- [Texto proporcionado]:
━━━━━━━━━━━━━━━━━━━━━━━━━━━━━━
Tiwanaku, 11 años después
Hace 11 años, el 21 de enero de 2006, tuvo lugar una apoteósica unción de Evo, el día antes de que se convirtiera en el último presidente de Bolivia. Ese día llegó mucha más gente que la del Dakar y verdaderamente el mundo puso sus ojos en Bolivia y, de verdad, muchos potenciales turistas pensaron en venir a ese exótico país que tanta simpatía inspiraba. La noticia era enorme, Evo Morales era el primer indio boliviano elegido para ser presidente del país. Su Vicepresidente declaraba conmovido que su máxima aspiración había sido acompañar a un indígena en su llegada al poder. La ceremonia, un tanto improvisada, no dejó de tener colorido y magnificencia, y aunque yo no participaba de la algarabía, estaba contento con esa reivindicación indígena.
━━━━━━━━━━━━━━━━━━━━━━━━━━━━━━
- [Datos almacenados]:
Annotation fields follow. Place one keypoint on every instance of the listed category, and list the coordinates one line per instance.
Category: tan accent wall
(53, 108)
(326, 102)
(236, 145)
━━━━━━━━━━━━━━━━━━━━━━━━━━━━━━
- [Acciones por realizar]:
• 1. Según el texto sobre la ceremonia en Tiwanaku, ¿en qué fecha tuvo lugar la unción de Evo Morales?
• 2. Prosiga el texto sobre la ceremonia en Tiwanaku a partir de su última oración.

- [Respuestas proporcionadas]:
• 1. El 21 de enero de 2006.

• 2.
Que esto sucediera en Tiwanaku, la cuna de una de las culturas pilares del mundo andino y el espacio arqueológico más importante de Bolivia me conmovía. Auguré para esas ruinas un futuro promisorio, inversiones sólidas para las excavaciones y para su conservación y, ante todo, una revalorización del espacio, porque a fin de cuentas Tiwanaku rimaba perfectamente con el rostro indígena del momento político.
Luego vino el boom económico, la danza de millones y la posibilidad de hacer lo que antes nadie se permitía soñar. Por ejemplo, invertir unos digamos cuatro millones de dólares en un museo del legado tiwanacota, construir un espacio de atención a los visitantes, con restaurantes, reproducción de edificios y lugares de descanso.
Uno podía imaginarse que la piedra angular para la recuperación de la mística indígena podría ser Tiwanaku y ahora era cuando, y había con qué.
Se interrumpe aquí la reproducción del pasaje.